- DIRECTIONS
Retype the following lines verbatim, from the first to the last, without changing any character.

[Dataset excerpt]
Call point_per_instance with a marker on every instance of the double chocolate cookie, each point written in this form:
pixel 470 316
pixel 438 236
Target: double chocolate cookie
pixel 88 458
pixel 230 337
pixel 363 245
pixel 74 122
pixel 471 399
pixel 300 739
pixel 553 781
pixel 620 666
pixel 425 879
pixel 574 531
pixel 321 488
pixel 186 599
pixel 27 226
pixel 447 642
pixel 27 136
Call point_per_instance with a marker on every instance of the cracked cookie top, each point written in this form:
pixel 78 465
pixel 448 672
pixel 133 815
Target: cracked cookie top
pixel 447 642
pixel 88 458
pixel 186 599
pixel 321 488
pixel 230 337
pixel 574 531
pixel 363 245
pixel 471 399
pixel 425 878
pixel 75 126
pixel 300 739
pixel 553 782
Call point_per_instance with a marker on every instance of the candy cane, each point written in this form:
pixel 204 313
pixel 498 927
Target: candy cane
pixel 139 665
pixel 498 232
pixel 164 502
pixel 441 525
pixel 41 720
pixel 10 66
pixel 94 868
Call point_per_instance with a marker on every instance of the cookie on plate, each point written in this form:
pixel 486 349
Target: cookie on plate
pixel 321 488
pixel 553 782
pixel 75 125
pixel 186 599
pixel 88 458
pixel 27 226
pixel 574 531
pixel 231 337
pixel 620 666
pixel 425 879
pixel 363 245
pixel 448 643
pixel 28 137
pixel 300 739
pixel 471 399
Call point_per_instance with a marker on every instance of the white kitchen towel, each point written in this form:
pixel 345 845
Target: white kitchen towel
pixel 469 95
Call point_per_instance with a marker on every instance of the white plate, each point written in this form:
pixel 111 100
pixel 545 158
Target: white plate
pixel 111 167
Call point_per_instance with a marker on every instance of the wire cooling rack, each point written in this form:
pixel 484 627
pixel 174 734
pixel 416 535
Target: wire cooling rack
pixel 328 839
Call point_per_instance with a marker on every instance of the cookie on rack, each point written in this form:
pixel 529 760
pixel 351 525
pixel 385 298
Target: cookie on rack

- EXPECTED ANSWER
Call point_per_instance with a marker on every instance of the double chocolate cookie, each point written in this form:
pixel 470 316
pixel 438 236
Target: double chocolate cookie
pixel 88 458
pixel 230 337
pixel 363 245
pixel 74 122
pixel 471 399
pixel 300 739
pixel 553 781
pixel 620 666
pixel 425 879
pixel 574 531
pixel 321 488
pixel 186 599
pixel 27 226
pixel 447 642
pixel 27 136
Call point_per_instance with a marker on every instance of the cracked cookie top, each point written in this form:
pixel 78 465
pixel 448 672
pixel 133 815
Target: cracked cookie top
pixel 447 642
pixel 88 458
pixel 186 599
pixel 321 488
pixel 230 337
pixel 574 531
pixel 363 245
pixel 471 399
pixel 425 878
pixel 75 126
pixel 300 739
pixel 553 782
Call point_per_instance with a marker on every instance of the candy cane, each point written in this form:
pixel 204 313
pixel 498 927
Target: candy cane
pixel 139 665
pixel 498 232
pixel 164 502
pixel 441 525
pixel 41 720
pixel 10 66
pixel 94 868
Call point_per_instance with a marker on every instance of the cookie on plate, each point written in this form:
pixel 486 349
Target: cookie on plate
pixel 321 488
pixel 553 782
pixel 75 125
pixel 186 599
pixel 88 458
pixel 27 226
pixel 574 531
pixel 231 337
pixel 620 666
pixel 425 879
pixel 363 245
pixel 448 643
pixel 28 137
pixel 300 739
pixel 471 399
Call point_per_instance with a marker on every instance of the white kitchen towel, each point written in this form:
pixel 345 845
Target: white kitchen towel
pixel 469 95
Call point_per_instance with a marker on every instance of the white plate, each point written in this form:
pixel 111 100
pixel 545 158
Target: white plate
pixel 111 167
Call point_per_instance with a marker on every instance of the wire cooling rack, each point written in this form:
pixel 484 627
pixel 174 734
pixel 416 535
Target: wire cooling rack
pixel 328 839
Call point_per_instance with a marker on every instance of the cookie on rack, each point written in this form:
pixel 529 760
pixel 351 525
pixel 385 298
Target: cookie on rack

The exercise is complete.